* **Extrait présenté**
+ + + + + + +
M. Cohen, qui appelait avec prescience le président américain à agir sur Cuba dans une chronique publiée mardi dans l'Ottawa Citizen, estime que l'évolution de la population cubano-américaine, très influente en Floride, a facilité le virage annoncé.

«La nouvelle génération dit qu'elle n'a pas de souvenir de Cuba, qu'elle n'est pas née là et se montre ouverte à des relations normalisées avec le pays», souligne-t-il.

Convaincre le Congrès

Le départ prochain du président de la Commission des affaires étrangères du Sénat, Robert Menendez, démocrate férocement opposé à tout rapprochement avec le régime castriste, a aussi pu peser dans la balance.

Gilles Vandal, spécialiste des États-Unis rattaché à l'Université de Sherbrooke, pense que le président aura fort à faire pour convaincre le nouveau Congrès à majorité républicaine de retirer formellement la loi imposant l'embargo à Cuba.

Il paraît cependant déterminé, dit le professeur, à utiliser les pleins pouvoirs exécutifs dont il dispose pour en atténuer le plus possible les effets.

Selon M. Cohen, l'action de Barack Obama n'est pas dénuée de considérations personnelles, puisqu'il pense à son héritage présidentiel. Ce qui n'enlève rien à la portée «historique» de son geste.

Un demi-siècle de relations conflictuelles

- 1961 : Washington rompt en janvier les relations diplomatiques avec La Havane après le rapprochement des révolutionnaires castristes avec l'URSS et la confiscation des biens américains.

En avril, échec de la tentative de débarquement d'exilés cubains soutenu par les États-Unis dans la baie des Cochons.

- 1962 : le président américain John F. Kennedy décrète en février un embargo commercial contre Cuba.

En octobre, crise majeure entre les États-Unis et l'URSS après l'installation de missiles nucléaires soviétiques sur l'île.

- 1966 : le Congrès américain vote la loi dite d'«ajustement» qui offre un droit d'asile et un visa de travail aux Cubains émigrant illégalement.

- 1977 : ouverture du Bureau des intérêts américains à La Havane sous la présidence de Jimmy Carter, qui allège l'embargo.

- 1995 : signature par Cuba et les États-Unis d'accords migratoires.

- 1996 : renforcement de l'embargo américain avec la loi Helms-Burton.

- 2001 : le président américain George W. Bush renforce l'embargo en limitant davantage les voyages et l'envoi d'argent sur l'île.
+ + + + + + +
* **Enregistrements présentés**
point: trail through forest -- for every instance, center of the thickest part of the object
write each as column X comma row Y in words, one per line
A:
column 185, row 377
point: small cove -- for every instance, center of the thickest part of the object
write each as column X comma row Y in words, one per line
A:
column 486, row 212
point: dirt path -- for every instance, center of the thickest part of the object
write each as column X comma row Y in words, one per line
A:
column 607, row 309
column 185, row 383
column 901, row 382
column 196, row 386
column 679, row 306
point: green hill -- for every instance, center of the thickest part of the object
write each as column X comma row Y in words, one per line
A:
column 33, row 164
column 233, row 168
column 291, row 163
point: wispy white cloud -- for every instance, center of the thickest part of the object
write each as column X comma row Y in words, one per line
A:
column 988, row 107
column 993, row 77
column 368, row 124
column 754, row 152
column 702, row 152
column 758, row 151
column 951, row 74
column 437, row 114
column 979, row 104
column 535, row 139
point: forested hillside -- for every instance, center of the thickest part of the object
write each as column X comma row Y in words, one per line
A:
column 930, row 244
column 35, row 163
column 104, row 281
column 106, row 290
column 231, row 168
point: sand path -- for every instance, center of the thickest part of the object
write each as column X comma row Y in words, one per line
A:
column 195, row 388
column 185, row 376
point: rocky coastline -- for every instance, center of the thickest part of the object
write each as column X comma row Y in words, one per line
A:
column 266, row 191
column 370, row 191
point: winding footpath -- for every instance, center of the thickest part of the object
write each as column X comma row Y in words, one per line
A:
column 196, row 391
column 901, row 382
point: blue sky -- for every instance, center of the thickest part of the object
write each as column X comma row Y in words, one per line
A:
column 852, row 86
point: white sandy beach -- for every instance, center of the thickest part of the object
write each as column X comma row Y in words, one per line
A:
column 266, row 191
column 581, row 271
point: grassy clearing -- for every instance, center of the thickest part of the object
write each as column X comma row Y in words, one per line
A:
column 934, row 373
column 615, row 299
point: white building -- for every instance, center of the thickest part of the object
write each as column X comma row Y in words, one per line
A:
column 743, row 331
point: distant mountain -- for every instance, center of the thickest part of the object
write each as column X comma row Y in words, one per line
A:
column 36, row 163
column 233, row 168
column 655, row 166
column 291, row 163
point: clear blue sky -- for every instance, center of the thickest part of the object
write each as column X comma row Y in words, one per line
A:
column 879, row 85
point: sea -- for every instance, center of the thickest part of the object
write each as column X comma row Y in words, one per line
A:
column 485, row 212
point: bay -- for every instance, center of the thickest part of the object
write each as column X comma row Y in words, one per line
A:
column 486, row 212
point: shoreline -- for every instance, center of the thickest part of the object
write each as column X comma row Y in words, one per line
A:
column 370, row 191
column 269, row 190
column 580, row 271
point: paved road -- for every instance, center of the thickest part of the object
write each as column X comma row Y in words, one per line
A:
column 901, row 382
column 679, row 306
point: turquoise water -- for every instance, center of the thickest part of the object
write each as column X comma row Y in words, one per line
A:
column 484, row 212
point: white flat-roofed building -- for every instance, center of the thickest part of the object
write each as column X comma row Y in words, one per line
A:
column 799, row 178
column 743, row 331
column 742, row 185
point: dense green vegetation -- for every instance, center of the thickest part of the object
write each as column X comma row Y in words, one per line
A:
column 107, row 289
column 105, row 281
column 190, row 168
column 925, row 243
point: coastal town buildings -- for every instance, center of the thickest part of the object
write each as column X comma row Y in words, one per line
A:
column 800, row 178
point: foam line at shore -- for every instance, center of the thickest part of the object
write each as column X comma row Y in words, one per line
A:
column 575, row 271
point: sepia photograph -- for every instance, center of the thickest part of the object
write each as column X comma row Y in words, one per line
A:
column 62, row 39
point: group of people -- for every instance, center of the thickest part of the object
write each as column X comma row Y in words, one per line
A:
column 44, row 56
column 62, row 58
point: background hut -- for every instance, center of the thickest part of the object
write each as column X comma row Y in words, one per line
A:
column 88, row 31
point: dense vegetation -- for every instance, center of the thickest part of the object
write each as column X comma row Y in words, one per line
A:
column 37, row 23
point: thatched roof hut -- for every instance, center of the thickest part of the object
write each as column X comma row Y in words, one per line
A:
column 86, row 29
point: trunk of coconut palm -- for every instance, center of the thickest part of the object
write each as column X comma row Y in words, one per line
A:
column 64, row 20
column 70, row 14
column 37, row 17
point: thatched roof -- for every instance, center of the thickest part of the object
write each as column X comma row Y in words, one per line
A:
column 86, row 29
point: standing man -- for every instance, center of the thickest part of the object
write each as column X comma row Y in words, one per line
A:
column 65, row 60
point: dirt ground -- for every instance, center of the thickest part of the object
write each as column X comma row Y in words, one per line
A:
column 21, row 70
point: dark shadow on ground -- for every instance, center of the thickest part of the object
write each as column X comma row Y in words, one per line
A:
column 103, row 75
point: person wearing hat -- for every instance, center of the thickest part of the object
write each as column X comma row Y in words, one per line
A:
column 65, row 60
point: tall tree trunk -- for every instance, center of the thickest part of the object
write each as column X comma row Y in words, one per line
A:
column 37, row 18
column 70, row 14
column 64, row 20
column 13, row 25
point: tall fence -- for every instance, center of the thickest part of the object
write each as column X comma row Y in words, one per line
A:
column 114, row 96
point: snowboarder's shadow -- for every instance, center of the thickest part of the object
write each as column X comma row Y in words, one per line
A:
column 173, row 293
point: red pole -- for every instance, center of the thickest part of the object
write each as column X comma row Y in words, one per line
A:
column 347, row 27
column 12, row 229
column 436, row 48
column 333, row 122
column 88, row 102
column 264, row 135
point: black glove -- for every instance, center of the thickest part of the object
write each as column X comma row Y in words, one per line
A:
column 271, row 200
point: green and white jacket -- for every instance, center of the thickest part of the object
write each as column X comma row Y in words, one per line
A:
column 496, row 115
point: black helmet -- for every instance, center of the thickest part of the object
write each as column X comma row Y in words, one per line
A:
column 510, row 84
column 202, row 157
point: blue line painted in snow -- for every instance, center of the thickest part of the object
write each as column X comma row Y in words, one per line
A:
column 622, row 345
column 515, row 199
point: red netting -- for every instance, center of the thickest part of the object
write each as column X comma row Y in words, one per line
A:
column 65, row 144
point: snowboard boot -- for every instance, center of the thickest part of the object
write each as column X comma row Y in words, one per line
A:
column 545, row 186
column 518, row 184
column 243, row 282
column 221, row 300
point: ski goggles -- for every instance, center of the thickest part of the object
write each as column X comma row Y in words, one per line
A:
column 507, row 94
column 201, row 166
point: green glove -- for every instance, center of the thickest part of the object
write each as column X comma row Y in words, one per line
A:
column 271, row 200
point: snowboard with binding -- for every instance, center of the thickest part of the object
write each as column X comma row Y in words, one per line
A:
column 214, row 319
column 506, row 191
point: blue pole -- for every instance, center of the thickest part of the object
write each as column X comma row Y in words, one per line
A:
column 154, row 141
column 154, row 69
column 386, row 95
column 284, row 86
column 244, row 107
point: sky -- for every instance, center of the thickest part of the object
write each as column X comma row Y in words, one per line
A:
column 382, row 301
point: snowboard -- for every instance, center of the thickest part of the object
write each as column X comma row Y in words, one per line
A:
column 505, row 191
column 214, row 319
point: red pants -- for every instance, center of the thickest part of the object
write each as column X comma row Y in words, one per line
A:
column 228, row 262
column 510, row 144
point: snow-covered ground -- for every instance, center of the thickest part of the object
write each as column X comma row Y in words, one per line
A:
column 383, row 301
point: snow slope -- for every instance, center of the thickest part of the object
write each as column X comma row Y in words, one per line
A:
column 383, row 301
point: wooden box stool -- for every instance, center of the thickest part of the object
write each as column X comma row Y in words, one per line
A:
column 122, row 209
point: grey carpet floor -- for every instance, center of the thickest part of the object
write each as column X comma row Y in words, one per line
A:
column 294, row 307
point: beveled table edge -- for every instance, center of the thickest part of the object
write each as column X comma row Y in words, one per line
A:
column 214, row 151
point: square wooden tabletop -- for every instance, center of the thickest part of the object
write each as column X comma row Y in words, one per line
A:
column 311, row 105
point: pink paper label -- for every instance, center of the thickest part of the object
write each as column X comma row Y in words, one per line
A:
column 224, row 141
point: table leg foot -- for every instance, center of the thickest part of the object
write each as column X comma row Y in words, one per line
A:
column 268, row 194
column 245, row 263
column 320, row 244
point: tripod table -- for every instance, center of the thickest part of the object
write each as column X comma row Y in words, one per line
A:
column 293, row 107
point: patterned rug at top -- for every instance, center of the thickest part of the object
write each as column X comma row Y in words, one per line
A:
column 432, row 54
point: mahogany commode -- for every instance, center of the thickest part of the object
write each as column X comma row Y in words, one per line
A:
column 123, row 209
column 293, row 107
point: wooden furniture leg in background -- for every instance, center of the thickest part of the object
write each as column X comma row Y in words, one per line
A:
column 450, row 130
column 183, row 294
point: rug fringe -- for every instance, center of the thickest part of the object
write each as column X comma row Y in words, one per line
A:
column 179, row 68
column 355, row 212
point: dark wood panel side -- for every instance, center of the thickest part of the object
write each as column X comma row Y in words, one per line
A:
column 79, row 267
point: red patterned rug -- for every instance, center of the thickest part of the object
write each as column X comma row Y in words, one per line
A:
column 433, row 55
+ + + + + + +
Transcrivez fidèlement la partie de l'extrait sur les relations entre Cuba et les États-Unis comprise entre « M. Cohen, qui » et « l'embargo à Cuba. », ces deux bornes incluses.

* **Résultat attendu**
M. Cohen, qui appelait avec prescience le président américain à agir sur Cuba dans une chronique publiée mardi dans l'Ottawa Citizen, estime que l'évolution de la population cubano-américaine, très influente en Floride, a facilité le virage annoncé.

«La nouvelle génération dit qu'elle n'a pas de souvenir de Cuba, qu'elle n'est pas née là et se montre ouverte à des relations normalisées avec le pays», souligne-t-il.

Convaincre le Congrès

Le départ prochain du président de la Commission des affaires étrangères du Sénat, Robert Menendez, démocrate férocement opposé à tout rapprochement avec le régime castriste, a aussi pu peser dans la balance.

Gilles Vandal, spécialiste des États-Unis rattaché à l'Université de Sherbrooke, pense que le président aura fort à faire pour convaincre le nouveau Congrès à majorité républicaine de retirer formellement la loi imposant l'embargo à Cuba.